Pull out every line in the rows below that contains the word "gray", copying each one unchanged.

◆ Input data
☆ ☆ ☆ ☆

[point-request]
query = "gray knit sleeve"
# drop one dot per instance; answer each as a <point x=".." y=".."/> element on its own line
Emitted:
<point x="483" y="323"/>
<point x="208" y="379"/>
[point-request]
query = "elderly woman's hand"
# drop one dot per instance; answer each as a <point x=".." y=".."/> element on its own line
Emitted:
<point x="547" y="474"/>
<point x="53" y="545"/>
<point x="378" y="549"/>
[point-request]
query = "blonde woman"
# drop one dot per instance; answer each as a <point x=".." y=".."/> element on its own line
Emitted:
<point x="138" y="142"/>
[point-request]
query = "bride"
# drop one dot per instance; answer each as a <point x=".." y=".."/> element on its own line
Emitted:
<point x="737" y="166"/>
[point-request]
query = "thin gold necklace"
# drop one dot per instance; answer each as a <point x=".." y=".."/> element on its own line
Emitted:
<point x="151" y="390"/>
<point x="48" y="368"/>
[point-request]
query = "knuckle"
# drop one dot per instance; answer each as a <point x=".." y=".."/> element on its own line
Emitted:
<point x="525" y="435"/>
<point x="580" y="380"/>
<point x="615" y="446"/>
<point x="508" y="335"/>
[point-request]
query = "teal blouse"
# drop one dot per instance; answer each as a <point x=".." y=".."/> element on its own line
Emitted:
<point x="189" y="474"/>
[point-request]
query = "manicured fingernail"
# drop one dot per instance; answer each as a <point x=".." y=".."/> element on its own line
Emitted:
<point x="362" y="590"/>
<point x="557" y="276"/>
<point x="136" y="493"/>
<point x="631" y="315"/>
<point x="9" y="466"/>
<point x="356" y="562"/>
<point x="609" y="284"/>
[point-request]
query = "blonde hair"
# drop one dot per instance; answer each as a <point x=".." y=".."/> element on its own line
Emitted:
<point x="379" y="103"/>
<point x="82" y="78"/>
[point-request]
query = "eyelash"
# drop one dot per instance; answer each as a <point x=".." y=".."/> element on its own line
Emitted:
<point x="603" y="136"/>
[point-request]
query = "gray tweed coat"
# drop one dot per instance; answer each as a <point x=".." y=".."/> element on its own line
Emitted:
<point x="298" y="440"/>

☆ ☆ ☆ ☆

◆ Result for this task
query = "gray knit sleeve"
query = "gray tweed coat"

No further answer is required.